Location labeling records.

-- begin --

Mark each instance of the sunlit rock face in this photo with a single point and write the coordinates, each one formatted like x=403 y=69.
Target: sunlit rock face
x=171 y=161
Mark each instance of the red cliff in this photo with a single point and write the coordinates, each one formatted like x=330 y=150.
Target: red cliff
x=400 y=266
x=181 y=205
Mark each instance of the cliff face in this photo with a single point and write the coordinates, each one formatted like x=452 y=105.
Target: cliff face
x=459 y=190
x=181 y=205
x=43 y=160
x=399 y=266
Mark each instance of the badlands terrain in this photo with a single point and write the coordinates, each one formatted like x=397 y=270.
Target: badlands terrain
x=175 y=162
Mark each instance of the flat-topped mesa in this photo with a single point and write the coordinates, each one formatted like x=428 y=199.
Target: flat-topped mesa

-- end --

WRITTEN INSTRUCTION.
Nothing should be left out: repeat all of the data exactly.

EXERCISE OUTPUT.
Mark each instance of the sunlit rock face in this photo with a single point and write the coordinates, each one formatted like x=403 y=69.
Target: sunlit rock face
x=171 y=161
Mark each instance of the red cliff in this photo with a single point and write the coordinates, each one formatted like x=330 y=150.
Target: red cliff
x=400 y=266
x=181 y=205
Mark each instance of the cliff face in this photo with a single point and write the coordinates, each one formatted like x=452 y=105.
Target: cliff face
x=459 y=190
x=181 y=205
x=43 y=160
x=399 y=266
Mark each instance of the badlands terrain in this photo with a single point and write the coordinates, each one formatted like x=397 y=270.
Target: badlands terrain
x=175 y=162
Mark each instance of the flat-topped mesa in this photo with a single point and write the coordinates, each one formatted like x=428 y=199.
Target: flat-topped mesa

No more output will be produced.